» EXCERPTED PASSAGE:
###

In simple words, a relation in set theory shows how elements from one set are connected to elements in another set. It helps us understand the link or pairing between items in different sets. Functions are a special kind of relation where each input has only one output. There are many types of relations, such as:

• Universal relation (everything is related),
• Identity relation (each element is related to itself),
• Empty relation (no elements are related),
• Reflexive, symmetric, transitive, anti-symmetric, and equivalence relations,
• And inverse relation (flips the direction of a relation).

Sets and Relations

In mathematics, sets and relations are closely linked. A relation helps us understand how two sets are connected.

If you have two sets, a relation tells you how the elements from one set are related to the elements of the other set.

For example, if none of the elements from one set are connected to the elements of the second set, it is called an empty relation.

A relation in math shows how values from two sets are connected.

Let’s say we have set x and set y and we write them as ordered pairs like (x, y).

• The first elements in each pair come from the first set – this is called the domain.
• The second elements come from the second set – this is called the range.

Example:

Given ordered pairs:
{ (1, 2), (-3, 4), (5, 6), (-7, 8), (9, 2) }

• Domain (first numbers in each pair): { -7, -3, 1, 5, 9 }
• Range (second numbers in each pair): { 2, 4, 6, 8 }

So, a relation helps us pair elements from one set with elements from another set.

What are Types of Relations?

There are 9 types of relations:

1. Empty relation
2. Identity relation
3. Universal relation
4. Symmetric relation
5. Anti-Symmetric Relation
6. Transitive relation
7. Equivalence relation
8. Inverse relation
9. Reflexive relation

1. Empty Relation: When none of the components of set X is associated/mapped to any element of X, then the relation R in A is an empty relation, also referred to as the void relation, i.e R= ∅. This states that A relation R in a set A is termed to be an empty relation or void relation if none of the elements of A is associated with any component of A, i.e., R =∅ ⊂ A × A.

Example of empty relation: if there are 300 apples in the fruit bucket. There’s no possibility of finding a relation R of getting any banana in the basket. So, R is Void as it has 300 apples and no bananas.

2. Identity Relation: A relationship is supposed to be an identity relation if all the components of the given set are related to itself, generally denoted I or \(I_{A}\).

Condition: Let A be a non-empty set then the relation \(I_{A}\)= {(a, a): a ∈ A} on A is called the identity relation on A.

Example of Identity relation: If A = {1, 2, 3}, then the relation given by the set {(1, 1), (2, 2), (3, 3)} is called the identity relation on the given set A denoted by \(I_{A}\).

###

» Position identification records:
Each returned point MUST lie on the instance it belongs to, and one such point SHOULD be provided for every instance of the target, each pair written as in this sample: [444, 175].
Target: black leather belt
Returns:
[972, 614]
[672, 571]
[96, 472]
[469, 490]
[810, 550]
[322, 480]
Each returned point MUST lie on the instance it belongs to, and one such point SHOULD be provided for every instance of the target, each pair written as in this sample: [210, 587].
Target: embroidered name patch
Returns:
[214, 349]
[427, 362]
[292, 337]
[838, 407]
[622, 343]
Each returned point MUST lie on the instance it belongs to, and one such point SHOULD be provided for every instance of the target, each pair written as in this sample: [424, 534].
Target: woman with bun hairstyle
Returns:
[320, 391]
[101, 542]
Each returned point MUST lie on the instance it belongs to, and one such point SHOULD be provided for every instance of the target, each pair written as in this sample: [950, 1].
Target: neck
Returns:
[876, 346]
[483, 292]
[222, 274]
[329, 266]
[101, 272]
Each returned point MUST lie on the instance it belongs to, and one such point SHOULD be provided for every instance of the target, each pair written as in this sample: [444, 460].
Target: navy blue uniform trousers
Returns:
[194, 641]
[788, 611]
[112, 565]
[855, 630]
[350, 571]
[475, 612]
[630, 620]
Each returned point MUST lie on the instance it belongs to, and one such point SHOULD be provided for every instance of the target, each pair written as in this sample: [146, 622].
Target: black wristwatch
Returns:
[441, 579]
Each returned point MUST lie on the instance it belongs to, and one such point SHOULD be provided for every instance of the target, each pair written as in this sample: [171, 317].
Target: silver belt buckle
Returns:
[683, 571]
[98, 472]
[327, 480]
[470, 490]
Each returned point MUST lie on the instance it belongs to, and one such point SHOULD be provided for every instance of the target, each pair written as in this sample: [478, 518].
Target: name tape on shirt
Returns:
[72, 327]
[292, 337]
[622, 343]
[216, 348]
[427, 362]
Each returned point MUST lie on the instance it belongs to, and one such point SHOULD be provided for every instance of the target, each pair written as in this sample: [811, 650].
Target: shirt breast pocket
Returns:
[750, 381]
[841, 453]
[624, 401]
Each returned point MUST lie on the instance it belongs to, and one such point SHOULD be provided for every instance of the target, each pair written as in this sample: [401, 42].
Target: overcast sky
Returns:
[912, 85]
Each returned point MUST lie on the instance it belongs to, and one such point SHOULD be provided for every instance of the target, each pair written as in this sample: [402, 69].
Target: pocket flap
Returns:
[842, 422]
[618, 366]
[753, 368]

###

» REQUEST: According to the text on relations in set theory, what other name is given to the empty relation?

» REPLY TO THE EXERCISE: The void relation.